> [Required work]
Please put every line of the records below into a numbered list, leaving out any blank lines.
#####
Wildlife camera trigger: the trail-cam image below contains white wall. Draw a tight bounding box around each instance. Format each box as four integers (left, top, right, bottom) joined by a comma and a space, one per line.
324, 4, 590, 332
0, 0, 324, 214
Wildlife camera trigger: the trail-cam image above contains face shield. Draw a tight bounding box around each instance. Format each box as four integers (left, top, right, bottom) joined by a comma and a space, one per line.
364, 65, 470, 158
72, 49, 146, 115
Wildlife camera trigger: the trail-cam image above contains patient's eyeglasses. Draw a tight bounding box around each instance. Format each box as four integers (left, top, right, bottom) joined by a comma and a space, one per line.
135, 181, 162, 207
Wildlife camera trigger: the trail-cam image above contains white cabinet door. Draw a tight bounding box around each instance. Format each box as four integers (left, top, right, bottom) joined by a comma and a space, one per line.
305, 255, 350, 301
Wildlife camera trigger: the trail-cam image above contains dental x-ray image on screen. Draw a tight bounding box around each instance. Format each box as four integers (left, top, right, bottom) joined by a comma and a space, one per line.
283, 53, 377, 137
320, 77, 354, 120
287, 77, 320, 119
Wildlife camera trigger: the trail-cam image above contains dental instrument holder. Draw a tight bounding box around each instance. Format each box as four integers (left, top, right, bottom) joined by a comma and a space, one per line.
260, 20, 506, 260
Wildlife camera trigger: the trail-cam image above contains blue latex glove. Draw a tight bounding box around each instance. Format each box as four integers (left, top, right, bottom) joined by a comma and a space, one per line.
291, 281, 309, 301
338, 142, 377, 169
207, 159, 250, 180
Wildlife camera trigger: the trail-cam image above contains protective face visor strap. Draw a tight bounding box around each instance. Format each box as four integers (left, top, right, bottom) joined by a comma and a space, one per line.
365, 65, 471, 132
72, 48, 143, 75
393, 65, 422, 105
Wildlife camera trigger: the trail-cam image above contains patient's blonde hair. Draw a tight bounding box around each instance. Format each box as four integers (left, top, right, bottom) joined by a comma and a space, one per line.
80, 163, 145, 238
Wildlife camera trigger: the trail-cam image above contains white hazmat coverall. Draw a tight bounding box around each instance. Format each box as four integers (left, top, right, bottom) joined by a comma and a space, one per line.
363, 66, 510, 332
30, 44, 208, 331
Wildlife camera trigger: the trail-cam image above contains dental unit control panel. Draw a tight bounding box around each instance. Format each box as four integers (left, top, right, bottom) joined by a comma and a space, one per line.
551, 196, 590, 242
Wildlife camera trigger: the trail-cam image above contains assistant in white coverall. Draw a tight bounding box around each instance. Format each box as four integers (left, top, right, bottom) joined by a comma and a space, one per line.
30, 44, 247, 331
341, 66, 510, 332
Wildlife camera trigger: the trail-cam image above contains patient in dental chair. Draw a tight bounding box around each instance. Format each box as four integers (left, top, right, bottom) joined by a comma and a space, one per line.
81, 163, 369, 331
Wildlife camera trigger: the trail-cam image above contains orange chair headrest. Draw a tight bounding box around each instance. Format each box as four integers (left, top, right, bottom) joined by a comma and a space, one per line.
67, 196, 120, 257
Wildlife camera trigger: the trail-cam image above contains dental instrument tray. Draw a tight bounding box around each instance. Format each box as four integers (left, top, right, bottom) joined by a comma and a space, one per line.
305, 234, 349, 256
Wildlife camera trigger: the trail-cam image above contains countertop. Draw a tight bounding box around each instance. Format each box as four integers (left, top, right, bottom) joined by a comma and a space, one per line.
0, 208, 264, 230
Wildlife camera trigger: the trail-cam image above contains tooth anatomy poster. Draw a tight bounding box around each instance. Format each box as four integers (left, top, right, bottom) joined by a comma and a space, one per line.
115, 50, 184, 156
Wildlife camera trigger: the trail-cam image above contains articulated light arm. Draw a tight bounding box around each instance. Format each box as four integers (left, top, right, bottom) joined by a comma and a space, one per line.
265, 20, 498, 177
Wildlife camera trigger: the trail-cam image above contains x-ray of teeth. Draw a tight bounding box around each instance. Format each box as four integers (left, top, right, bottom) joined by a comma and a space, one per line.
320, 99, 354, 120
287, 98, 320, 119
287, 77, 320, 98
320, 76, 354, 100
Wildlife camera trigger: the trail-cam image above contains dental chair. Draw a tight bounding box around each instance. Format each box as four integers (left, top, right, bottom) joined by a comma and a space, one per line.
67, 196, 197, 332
#####
> [Written solution]
1. Wildlife camera trigger: the trail-cam image below contains white wall. Draw a tight bounding box around each instance. Format each box as four integers (left, top, right, bottom) joined by a comma and a space, one per line.
2. 324, 4, 590, 332
3. 0, 0, 324, 214
4. Wildlife camera trigger: the trail-cam image above contains face shield. Draw a tight bounding box around each instance. Format each box as four integers (left, top, right, bottom) joined by a comma and a space, one per line.
5. 364, 65, 470, 158
6. 72, 49, 146, 115
7. Wildlife camera trigger: the trail-cam image above contains patient's eyeglasses. Draw a tight bounding box around each instance. Format each box as four integers (left, top, right, bottom) joined by a comma and a space, one per line.
8. 135, 181, 162, 207
9. Wildlife camera trigger: the trail-cam image above contains white cabinet door. Draw a tight bounding box around each instance. Format each box as four integers (left, top, right, bottom) joined by a comma and a space, one per line.
10. 305, 255, 350, 301
11. Wildlife camera trigger: the trail-cam image above contains dental x-ray image on screen. Draw a tight bounding box around each instance. Format each box as four integers (left, top, right, bottom) joined by a comma and a space, one per line.
12. 283, 53, 377, 137
13. 320, 77, 354, 120
14. 287, 77, 320, 119
15. Wildlife camera trigger: the trail-cam image above contains dental instrument holder. Draw a tight bounding box around each instance. Format each box as four integers (left, top, right, bottom) joined by a comma and a space, one per line.
16. 260, 20, 506, 260
17. Wildlife camera trigger: the trail-cam image above contains blue latex glove. Draw a tight bounding box around each instance. Format each box as four integers (left, top, right, bottom) joined by a comma and a space, one per line.
18. 291, 281, 309, 301
19. 338, 142, 377, 169
20. 207, 159, 250, 180
21. Wildlife camera trigger: the trail-cam image above contains protective face visor strap. Draw a tight bounding box around each instance. Format each box as four integers (left, top, right, bottom) joined by a comma and a space, one per line.
22. 365, 65, 471, 132
23. 72, 48, 143, 75
24. 393, 65, 422, 105
25. Wildlife camera trigger: the trail-cam image above contains patient's blonde hair. Draw a tight bounding box around each instance. Format each box as four integers (left, top, right, bottom) joined by a comma and a space, one per line.
26. 80, 163, 145, 238
27. Wildlife camera trigger: the trail-cam image above contains white hazmat coverall. Draw a tight bounding box around each instance. Format each box as four integers (left, top, right, bottom) joined by a comma and a space, one per line.
28. 363, 66, 510, 332
29. 30, 44, 208, 331
30. Wildlife camera trigger: the trail-cam image above contains dental unit control panel. Draw a tight bounding box around each instance. Format each box as four integers (left, top, right, bottom) joined by a comma and a space, one per line.
31. 551, 196, 590, 242
32. Wildlife camera trigger: the trail-cam image above contains assistant in white coverall. Draw a tight bounding box around each instance. Format each box as four integers (left, top, right, bottom) joined by a comma and a space, one per line.
33. 30, 44, 247, 331
34. 341, 66, 510, 332
35. Wildlife camera trigger: the trail-cam image above contains patient in dental chair. Draw a tight bounding box around each instance. Format each box as four integers (left, top, right, bottom) joined by a comma and a space, one per line.
36. 81, 163, 369, 331
37. Wildlife camera trigger: the trail-cam image above contains orange chair headrest. Draw a tight bounding box around each instance. Format each box as four integers (left, top, right, bottom) joined by a comma and a space, one per line.
38. 67, 196, 120, 257
39. Wildlife camera trigger: the trail-cam image above contains dental instrument tray. Draw a tight bounding box around each instance. Format each box as four integers (left, top, right, bottom) joined by a comma and a space, one per line.
40. 305, 234, 349, 256
41. Wildlife camera trigger: the trail-cam image above contains countertop. Draw a tight bounding box around each instance. Format each box as four integers (left, top, right, bottom) joined by a comma and a space, one per line.
42. 0, 208, 264, 230
43. Wildlife camera trigger: the trail-cam image above contains tooth anatomy poster. Draw a tight bounding box around each instance. Format each box as four integers (left, top, right, bottom) joined by a comma and a space, one per line.
44. 115, 50, 184, 156
45. Wildlife camera trigger: the trail-cam image above contains articulated light arm. Draw a tight bounding box around each instance. Format each box as four integers (left, top, right, bottom) joined by a comma and a space, one per line.
46. 265, 20, 498, 177
47. Wildlife camera trigger: the trail-cam image above contains x-ray of teeth. Draw a tight bounding box around each instance. Format each box as four integers (left, top, right, bottom) joined by a comma and a space, one per line.
48. 320, 99, 354, 120
49. 287, 98, 320, 119
50. 287, 77, 320, 98
51. 320, 76, 354, 100
52. Wildlife camera trigger: the trail-cam image above contains dental chair. Draw a tight bounding box around each instance. Format each box as four integers (left, top, right, bottom) joined by a comma and a space, one per line.
53. 67, 196, 197, 332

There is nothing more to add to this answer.